#### Given request
Lay out every line of the entries below as a Markdown table with two columns, Row and Line, numbering the rows and skipping blank lines. Leave the pictures out of the table.

Stored data entries

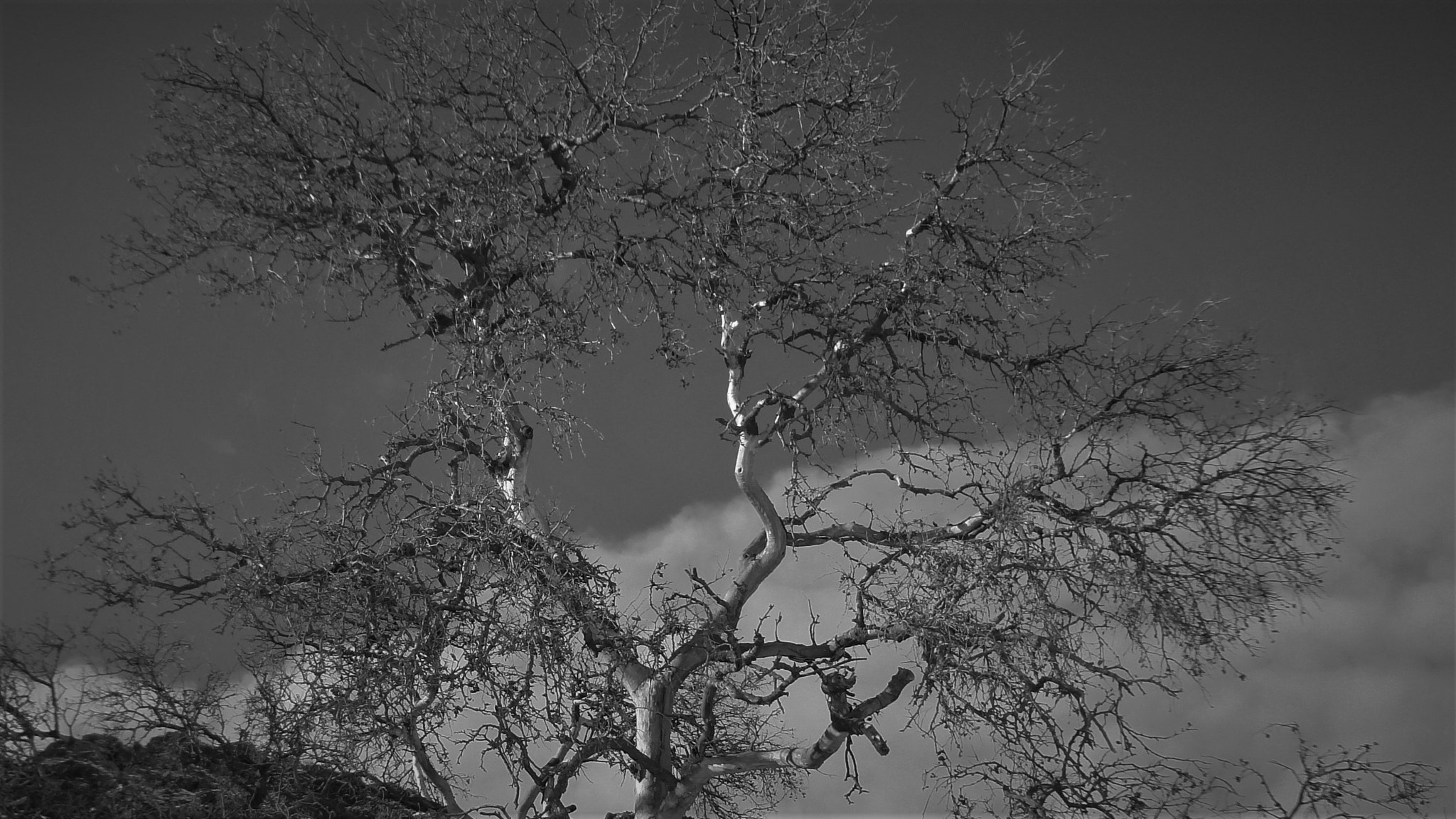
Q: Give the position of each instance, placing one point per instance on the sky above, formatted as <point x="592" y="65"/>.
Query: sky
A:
<point x="1296" y="161"/>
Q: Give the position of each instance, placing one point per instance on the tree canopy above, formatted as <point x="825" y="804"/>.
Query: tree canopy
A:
<point x="1091" y="508"/>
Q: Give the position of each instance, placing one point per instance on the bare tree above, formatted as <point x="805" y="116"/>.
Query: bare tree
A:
<point x="1093" y="509"/>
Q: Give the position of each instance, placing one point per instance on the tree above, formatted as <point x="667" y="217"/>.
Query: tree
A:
<point x="1093" y="508"/>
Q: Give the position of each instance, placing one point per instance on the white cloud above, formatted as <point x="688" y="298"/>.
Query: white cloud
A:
<point x="1369" y="660"/>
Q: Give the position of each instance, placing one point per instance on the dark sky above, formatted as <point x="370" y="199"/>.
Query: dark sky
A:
<point x="1293" y="159"/>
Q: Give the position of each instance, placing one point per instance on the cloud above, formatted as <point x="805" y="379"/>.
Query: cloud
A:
<point x="1372" y="659"/>
<point x="1369" y="660"/>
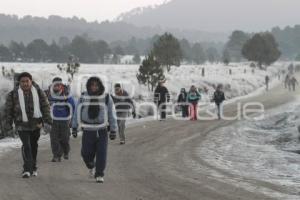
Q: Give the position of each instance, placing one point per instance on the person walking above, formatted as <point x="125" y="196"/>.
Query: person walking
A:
<point x="63" y="107"/>
<point x="182" y="101"/>
<point x="28" y="108"/>
<point x="193" y="98"/>
<point x="161" y="97"/>
<point x="123" y="104"/>
<point x="97" y="112"/>
<point x="218" y="98"/>
<point x="267" y="80"/>
<point x="293" y="83"/>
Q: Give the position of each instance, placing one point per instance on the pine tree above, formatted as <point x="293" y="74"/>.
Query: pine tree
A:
<point x="150" y="72"/>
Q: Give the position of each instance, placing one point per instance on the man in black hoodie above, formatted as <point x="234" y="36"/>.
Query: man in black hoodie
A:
<point x="218" y="98"/>
<point x="161" y="97"/>
<point x="182" y="100"/>
<point x="123" y="104"/>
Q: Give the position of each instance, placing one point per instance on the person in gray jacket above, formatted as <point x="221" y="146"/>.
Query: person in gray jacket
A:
<point x="94" y="112"/>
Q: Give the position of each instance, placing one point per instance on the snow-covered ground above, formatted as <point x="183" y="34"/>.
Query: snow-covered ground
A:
<point x="237" y="84"/>
<point x="263" y="150"/>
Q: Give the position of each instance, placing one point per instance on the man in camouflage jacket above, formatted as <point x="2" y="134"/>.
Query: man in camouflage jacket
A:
<point x="28" y="129"/>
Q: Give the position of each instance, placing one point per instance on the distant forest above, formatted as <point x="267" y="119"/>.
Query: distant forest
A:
<point x="53" y="39"/>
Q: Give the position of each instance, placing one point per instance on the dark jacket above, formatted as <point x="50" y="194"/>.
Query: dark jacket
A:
<point x="194" y="97"/>
<point x="218" y="97"/>
<point x="62" y="111"/>
<point x="161" y="95"/>
<point x="13" y="112"/>
<point x="182" y="97"/>
<point x="123" y="102"/>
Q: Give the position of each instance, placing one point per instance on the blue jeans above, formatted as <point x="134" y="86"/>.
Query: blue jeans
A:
<point x="94" y="145"/>
<point x="29" y="149"/>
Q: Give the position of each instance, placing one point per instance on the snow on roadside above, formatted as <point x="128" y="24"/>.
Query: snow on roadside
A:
<point x="260" y="149"/>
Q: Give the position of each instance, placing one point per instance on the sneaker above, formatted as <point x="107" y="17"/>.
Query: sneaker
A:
<point x="122" y="142"/>
<point x="25" y="175"/>
<point x="99" y="179"/>
<point x="91" y="173"/>
<point x="56" y="159"/>
<point x="34" y="173"/>
<point x="66" y="156"/>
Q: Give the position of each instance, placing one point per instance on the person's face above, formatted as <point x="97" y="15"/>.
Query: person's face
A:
<point x="25" y="83"/>
<point x="57" y="87"/>
<point x="118" y="90"/>
<point x="94" y="87"/>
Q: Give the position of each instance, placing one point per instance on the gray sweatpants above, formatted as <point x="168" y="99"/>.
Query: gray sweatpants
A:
<point x="60" y="136"/>
<point x="121" y="119"/>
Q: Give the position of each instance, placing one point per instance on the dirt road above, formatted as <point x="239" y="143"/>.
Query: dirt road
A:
<point x="158" y="162"/>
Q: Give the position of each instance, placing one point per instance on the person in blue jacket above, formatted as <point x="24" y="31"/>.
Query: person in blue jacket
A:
<point x="96" y="111"/>
<point x="62" y="107"/>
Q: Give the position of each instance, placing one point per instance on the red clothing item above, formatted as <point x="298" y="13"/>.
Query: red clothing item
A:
<point x="193" y="111"/>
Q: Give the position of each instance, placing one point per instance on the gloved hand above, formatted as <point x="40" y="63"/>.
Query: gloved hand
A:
<point x="47" y="128"/>
<point x="74" y="133"/>
<point x="112" y="135"/>
<point x="10" y="133"/>
<point x="134" y="115"/>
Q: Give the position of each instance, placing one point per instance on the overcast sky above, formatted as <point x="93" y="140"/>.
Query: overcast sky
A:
<point x="91" y="10"/>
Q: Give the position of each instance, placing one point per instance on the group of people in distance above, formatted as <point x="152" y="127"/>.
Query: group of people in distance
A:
<point x="188" y="101"/>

#### The output
| Row | Line |
|---|---|
| 1 | Q: Give the position of each instance, placing one point per instance on the sky above, formatted as <point x="592" y="65"/>. |
| 2 | Query: sky |
| 3 | A: |
| 4 | <point x="1296" y="161"/> |
| 5 | Q: Give the position of each instance, placing one point per instance on the tree canopy above, formatted as <point x="825" y="804"/>. |
| 6 | Query: tree canopy |
| 7 | A: |
| 8 | <point x="1091" y="508"/> |
| 9 | Q: Give the position of each instance, placing one point per instance on the bare tree above, formatted as <point x="805" y="116"/>. |
| 10 | Query: bare tree |
| 11 | A: |
| 12 | <point x="1093" y="509"/> |
| 13 | Q: Give the position of each instance, placing one point per instance on the tree above, formatted as <point x="667" y="217"/>. |
| 14 | Query: tree |
| 15 | A: |
| 16 | <point x="1093" y="508"/> |
| 17 | Q: Give the position of each instance, placing one point per instance on the white cloud above, formatted as <point x="688" y="298"/>. |
| 18 | Query: white cloud |
| 19 | A: |
| 20 | <point x="1369" y="660"/> |
| 21 | Q: Give the position of each instance, placing one point per instance on the dark sky above, formatted as <point x="370" y="199"/>. |
| 22 | Query: dark sky |
| 23 | A: |
| 24 | <point x="1293" y="159"/> |
| 25 | Q: Give the position of each instance, placing one point per instance on the cloud above, formatted as <point x="805" y="379"/>. |
| 26 | Query: cloud |
| 27 | A: |
| 28 | <point x="1372" y="659"/> |
| 29 | <point x="1369" y="660"/> |
| 30 | Q: Give the position of each instance, placing one point per instance on the person walking above, formatted as <point x="125" y="196"/>. |
| 31 | Query: person walking |
| 32 | A: |
| 33 | <point x="63" y="107"/> |
| 34 | <point x="182" y="101"/> |
| 35 | <point x="28" y="108"/> |
| 36 | <point x="193" y="98"/> |
| 37 | <point x="161" y="97"/> |
| 38 | <point x="123" y="104"/> |
| 39 | <point x="97" y="112"/> |
| 40 | <point x="218" y="98"/> |
| 41 | <point x="267" y="80"/> |
| 42 | <point x="293" y="83"/> |
| 43 | Q: Give the position of each instance, placing one point per instance on the pine tree above, formatted as <point x="293" y="74"/>. |
| 44 | Query: pine tree |
| 45 | A: |
| 46 | <point x="150" y="72"/> |
| 47 | Q: Give the position of each instance, placing one point per instance on the man in black hoodie above, formatted as <point x="234" y="36"/>. |
| 48 | Query: man in black hoodie |
| 49 | A: |
| 50 | <point x="218" y="98"/> |
| 51 | <point x="161" y="97"/> |
| 52 | <point x="182" y="100"/> |
| 53 | <point x="123" y="104"/> |
| 54 | Q: Give the position of each instance, placing one point per instance on the person in gray jacket above, formatted as <point x="221" y="146"/>. |
| 55 | Query: person in gray jacket |
| 56 | A: |
| 57 | <point x="94" y="112"/> |
| 58 | Q: Give the position of each instance, placing one point per instance on the snow-covered ground above, formatted as <point x="183" y="34"/>. |
| 59 | Query: snow-covered ground |
| 60 | A: |
| 61 | <point x="237" y="84"/> |
| 62 | <point x="263" y="150"/> |
| 63 | Q: Give the position of each instance, placing one point per instance on the man in camouflage jacket above, formatted as <point x="2" y="134"/>. |
| 64 | Query: man in camouflage jacket |
| 65 | A: |
| 66 | <point x="28" y="129"/> |
| 67 | Q: Give the position of each instance, placing one point per instance on the distant forest above, formatted as <point x="267" y="119"/>. |
| 68 | Query: distant forest |
| 69 | A: |
| 70 | <point x="53" y="39"/> |
| 71 | Q: Give the position of each instance, placing one point per instance on the dark jacket above, formatted as <point x="50" y="194"/>. |
| 72 | Query: dark jacket |
| 73 | A: |
| 74 | <point x="194" y="97"/> |
| 75 | <point x="218" y="97"/> |
| 76 | <point x="62" y="111"/> |
| 77 | <point x="161" y="95"/> |
| 78 | <point x="13" y="112"/> |
| 79 | <point x="182" y="97"/> |
| 80 | <point x="123" y="102"/> |
| 81 | Q: Give the position of each instance, placing one point per instance on the blue jeans above, formatted as <point x="134" y="86"/>. |
| 82 | Query: blue jeans |
| 83 | A: |
| 84 | <point x="94" y="145"/> |
| 85 | <point x="29" y="149"/> |
| 86 | Q: Give the position of each instance, placing one point per instance on the snow on roadside above, formatted as <point x="128" y="24"/>. |
| 87 | Query: snow on roadside |
| 88 | A: |
| 89 | <point x="260" y="149"/> |
| 90 | Q: Give the position of each instance, placing one point per instance on the sneaker above, formatted as <point x="107" y="17"/>. |
| 91 | Query: sneaker |
| 92 | A: |
| 93 | <point x="122" y="142"/> |
| 94 | <point x="25" y="175"/> |
| 95 | <point x="99" y="179"/> |
| 96 | <point x="91" y="173"/> |
| 97 | <point x="56" y="159"/> |
| 98 | <point x="34" y="173"/> |
| 99 | <point x="66" y="156"/> |
| 100 | Q: Give the position of each instance, placing one point per instance on the person's face above, formatted as <point x="97" y="15"/>. |
| 101 | Query: person's face |
| 102 | A: |
| 103 | <point x="25" y="83"/> |
| 104 | <point x="57" y="87"/> |
| 105 | <point x="118" y="90"/> |
| 106 | <point x="94" y="87"/> |
| 107 | Q: Give the position of each instance, placing one point per instance on the gray sweatpants above, formatted as <point x="168" y="99"/>. |
| 108 | Query: gray sweatpants |
| 109 | A: |
| 110 | <point x="60" y="136"/> |
| 111 | <point x="121" y="119"/> |
| 112 | Q: Give the position of each instance, placing one point per instance on the dirt road above, formatted as <point x="239" y="143"/>. |
| 113 | Query: dirt road |
| 114 | A: |
| 115 | <point x="158" y="162"/> |
| 116 | Q: Give the position of each instance, placing one point per instance on the person in blue jacket above, formatted as <point x="24" y="31"/>. |
| 117 | Query: person in blue jacket |
| 118 | A: |
| 119 | <point x="96" y="111"/> |
| 120 | <point x="62" y="107"/> |
| 121 | Q: Give the position of each instance, placing one point per instance on the red clothing item above, formatted as <point x="298" y="13"/>. |
| 122 | Query: red clothing item |
| 123 | A: |
| 124 | <point x="193" y="111"/> |
| 125 | Q: Give the position of each instance, placing one point per instance on the gloved hand above, formatted as <point x="40" y="63"/>. |
| 126 | Query: gloved hand |
| 127 | A: |
| 128 | <point x="47" y="128"/> |
| 129 | <point x="74" y="133"/> |
| 130 | <point x="112" y="135"/> |
| 131 | <point x="10" y="133"/> |
| 132 | <point x="134" y="115"/> |
| 133 | Q: Give the position of each instance, placing one point per instance on the overcast sky above, formatted as <point x="93" y="140"/>. |
| 134 | Query: overcast sky |
| 135 | A: |
| 136 | <point x="91" y="10"/> |
| 137 | Q: Give the position of each instance, placing one point per instance on the group of people in distance above, formatted as <point x="152" y="127"/>. |
| 138 | Query: group of people in distance |
| 139 | A: |
| 140 | <point x="188" y="101"/> |